## Input data

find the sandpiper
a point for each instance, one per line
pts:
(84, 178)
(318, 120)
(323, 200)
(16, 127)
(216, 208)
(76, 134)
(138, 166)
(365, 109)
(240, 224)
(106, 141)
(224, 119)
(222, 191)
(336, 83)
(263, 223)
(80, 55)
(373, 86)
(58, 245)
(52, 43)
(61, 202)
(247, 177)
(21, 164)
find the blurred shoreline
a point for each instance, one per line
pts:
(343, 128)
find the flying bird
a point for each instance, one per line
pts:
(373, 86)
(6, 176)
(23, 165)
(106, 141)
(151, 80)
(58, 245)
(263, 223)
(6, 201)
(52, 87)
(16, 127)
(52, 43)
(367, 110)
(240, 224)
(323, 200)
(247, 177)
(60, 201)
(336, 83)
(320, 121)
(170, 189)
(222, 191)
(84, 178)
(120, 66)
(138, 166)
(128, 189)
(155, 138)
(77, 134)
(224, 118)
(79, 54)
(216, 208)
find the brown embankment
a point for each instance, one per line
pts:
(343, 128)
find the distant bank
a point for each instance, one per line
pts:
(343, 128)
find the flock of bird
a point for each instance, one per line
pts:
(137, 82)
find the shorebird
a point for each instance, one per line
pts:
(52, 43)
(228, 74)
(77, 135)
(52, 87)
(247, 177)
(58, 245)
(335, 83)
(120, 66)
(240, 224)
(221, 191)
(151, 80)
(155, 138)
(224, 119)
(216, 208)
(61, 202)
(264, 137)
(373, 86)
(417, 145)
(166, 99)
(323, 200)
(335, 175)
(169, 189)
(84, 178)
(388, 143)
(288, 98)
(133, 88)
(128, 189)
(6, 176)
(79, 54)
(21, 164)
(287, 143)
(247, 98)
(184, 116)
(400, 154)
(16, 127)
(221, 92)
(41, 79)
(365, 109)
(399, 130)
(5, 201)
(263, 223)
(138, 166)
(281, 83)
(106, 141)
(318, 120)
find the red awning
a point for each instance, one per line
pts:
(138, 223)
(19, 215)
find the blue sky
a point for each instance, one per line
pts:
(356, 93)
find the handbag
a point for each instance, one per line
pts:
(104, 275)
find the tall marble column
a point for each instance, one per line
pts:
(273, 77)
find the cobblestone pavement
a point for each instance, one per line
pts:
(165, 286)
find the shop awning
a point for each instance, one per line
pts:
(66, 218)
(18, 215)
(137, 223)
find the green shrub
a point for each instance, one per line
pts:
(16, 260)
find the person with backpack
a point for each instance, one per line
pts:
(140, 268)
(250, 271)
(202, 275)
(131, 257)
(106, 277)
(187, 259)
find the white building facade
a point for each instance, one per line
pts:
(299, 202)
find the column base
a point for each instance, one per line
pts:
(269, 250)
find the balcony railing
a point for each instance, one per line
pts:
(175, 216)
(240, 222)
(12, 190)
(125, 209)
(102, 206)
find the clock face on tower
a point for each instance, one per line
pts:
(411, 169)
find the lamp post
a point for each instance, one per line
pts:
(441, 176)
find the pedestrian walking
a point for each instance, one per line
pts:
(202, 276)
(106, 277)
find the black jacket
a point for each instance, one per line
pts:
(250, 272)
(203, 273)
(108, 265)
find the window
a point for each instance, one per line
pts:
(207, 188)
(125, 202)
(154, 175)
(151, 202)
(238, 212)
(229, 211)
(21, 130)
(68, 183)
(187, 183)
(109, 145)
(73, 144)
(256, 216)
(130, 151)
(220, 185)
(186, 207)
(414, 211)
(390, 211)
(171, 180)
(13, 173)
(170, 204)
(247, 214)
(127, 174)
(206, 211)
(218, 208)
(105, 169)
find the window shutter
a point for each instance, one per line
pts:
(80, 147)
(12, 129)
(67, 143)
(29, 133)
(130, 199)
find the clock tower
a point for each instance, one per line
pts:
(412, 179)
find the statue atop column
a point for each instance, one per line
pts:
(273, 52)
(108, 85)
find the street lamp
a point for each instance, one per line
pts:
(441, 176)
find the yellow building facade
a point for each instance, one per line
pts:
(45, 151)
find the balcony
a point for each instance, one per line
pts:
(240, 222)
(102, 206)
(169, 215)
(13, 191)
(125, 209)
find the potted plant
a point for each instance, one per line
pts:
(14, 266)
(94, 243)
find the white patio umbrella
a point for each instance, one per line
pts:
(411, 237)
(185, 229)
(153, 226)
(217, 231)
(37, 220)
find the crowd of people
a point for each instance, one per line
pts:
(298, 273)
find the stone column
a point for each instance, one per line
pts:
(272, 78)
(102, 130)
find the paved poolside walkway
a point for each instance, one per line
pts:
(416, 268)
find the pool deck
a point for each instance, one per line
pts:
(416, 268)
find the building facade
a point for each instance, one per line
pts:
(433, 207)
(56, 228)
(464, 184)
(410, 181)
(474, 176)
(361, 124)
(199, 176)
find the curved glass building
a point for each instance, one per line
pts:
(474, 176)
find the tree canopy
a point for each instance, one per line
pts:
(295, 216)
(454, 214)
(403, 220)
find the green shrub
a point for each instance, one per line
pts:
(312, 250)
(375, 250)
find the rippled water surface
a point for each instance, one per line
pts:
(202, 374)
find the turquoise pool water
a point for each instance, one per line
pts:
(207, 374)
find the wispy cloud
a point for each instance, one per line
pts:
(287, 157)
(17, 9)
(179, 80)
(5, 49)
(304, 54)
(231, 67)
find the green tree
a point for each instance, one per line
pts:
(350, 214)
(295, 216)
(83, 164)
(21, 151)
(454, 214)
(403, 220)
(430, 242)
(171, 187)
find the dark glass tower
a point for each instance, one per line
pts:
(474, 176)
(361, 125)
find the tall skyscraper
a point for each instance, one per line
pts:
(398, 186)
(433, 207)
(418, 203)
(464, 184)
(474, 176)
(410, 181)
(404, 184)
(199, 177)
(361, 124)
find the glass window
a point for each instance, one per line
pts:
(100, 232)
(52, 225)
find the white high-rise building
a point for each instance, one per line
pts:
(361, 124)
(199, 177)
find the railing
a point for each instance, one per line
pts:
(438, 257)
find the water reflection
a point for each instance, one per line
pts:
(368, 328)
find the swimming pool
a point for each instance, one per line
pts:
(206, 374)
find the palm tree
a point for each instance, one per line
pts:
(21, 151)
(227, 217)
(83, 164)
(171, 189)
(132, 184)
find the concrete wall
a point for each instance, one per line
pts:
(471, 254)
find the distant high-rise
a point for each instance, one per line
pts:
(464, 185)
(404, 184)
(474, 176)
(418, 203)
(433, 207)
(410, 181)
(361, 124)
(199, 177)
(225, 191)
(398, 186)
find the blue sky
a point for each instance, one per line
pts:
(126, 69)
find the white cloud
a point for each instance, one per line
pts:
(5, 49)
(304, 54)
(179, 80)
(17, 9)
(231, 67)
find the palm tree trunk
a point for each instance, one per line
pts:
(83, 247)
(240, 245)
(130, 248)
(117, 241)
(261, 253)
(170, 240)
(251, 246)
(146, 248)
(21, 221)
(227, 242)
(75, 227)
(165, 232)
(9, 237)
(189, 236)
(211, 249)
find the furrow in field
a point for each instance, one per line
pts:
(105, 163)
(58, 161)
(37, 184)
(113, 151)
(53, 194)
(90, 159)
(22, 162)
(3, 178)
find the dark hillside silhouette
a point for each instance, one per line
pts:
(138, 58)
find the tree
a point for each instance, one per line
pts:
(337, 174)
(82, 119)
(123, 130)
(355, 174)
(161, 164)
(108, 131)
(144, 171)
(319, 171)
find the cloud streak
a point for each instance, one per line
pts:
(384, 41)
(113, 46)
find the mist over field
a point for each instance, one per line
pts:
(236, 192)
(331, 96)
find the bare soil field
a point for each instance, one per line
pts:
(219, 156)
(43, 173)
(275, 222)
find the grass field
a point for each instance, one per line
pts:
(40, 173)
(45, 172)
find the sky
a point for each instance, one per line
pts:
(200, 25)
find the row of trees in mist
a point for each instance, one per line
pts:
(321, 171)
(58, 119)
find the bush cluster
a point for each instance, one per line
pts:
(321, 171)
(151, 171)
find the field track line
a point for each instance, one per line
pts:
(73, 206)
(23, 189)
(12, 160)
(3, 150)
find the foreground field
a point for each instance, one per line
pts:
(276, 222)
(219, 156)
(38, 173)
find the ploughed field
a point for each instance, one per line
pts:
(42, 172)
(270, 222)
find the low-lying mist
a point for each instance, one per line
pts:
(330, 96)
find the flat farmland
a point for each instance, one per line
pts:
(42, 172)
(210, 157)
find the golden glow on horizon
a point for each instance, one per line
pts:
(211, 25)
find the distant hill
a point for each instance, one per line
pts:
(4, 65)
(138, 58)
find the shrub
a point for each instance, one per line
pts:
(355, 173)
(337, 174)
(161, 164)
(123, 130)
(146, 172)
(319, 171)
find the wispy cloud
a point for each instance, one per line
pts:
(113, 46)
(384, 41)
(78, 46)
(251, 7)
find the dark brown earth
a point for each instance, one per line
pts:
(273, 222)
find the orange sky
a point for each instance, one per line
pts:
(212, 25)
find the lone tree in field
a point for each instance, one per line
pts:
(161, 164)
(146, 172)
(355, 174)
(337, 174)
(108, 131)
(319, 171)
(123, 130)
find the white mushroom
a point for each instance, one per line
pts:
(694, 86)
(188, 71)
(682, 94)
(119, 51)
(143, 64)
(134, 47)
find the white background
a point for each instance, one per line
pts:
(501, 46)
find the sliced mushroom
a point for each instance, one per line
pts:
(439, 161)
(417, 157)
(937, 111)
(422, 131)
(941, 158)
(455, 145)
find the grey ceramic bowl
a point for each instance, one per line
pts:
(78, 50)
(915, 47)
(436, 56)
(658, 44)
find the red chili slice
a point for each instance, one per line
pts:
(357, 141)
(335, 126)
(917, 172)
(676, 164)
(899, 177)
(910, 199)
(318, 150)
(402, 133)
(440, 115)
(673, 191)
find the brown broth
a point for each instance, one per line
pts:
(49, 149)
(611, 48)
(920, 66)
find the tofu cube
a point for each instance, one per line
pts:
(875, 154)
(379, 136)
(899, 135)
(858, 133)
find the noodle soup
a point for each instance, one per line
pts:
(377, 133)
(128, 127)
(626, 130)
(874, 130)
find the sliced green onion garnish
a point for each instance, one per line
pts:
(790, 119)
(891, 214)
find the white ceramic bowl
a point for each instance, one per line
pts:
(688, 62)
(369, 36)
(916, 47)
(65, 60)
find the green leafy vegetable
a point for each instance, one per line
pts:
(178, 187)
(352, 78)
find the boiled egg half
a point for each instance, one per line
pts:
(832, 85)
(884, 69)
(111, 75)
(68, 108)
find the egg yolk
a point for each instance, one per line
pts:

## Task
Retype exactly, please, each line from the line that contains "find the noodle soup" through the last line of the entries above, with nothing added.

## Task answer
find the noodle soup
a point for each instance, one per line
pts:
(377, 133)
(128, 127)
(626, 130)
(874, 130)
find the sliced green onion garnish
a point for each instance, one per line
pts:
(790, 119)
(891, 214)
find the white ceramic bowl
a point for each instance, one per line
pts:
(688, 62)
(369, 36)
(916, 47)
(65, 60)
find the green leafy vegetable
a point for each instance, one per line
pts:
(178, 187)
(352, 78)
find the boiled egg half
a point for each instance, one per line
pts:
(832, 85)
(884, 69)
(111, 75)
(68, 108)
find the egg yolk
a point for each instance, one per line
pts:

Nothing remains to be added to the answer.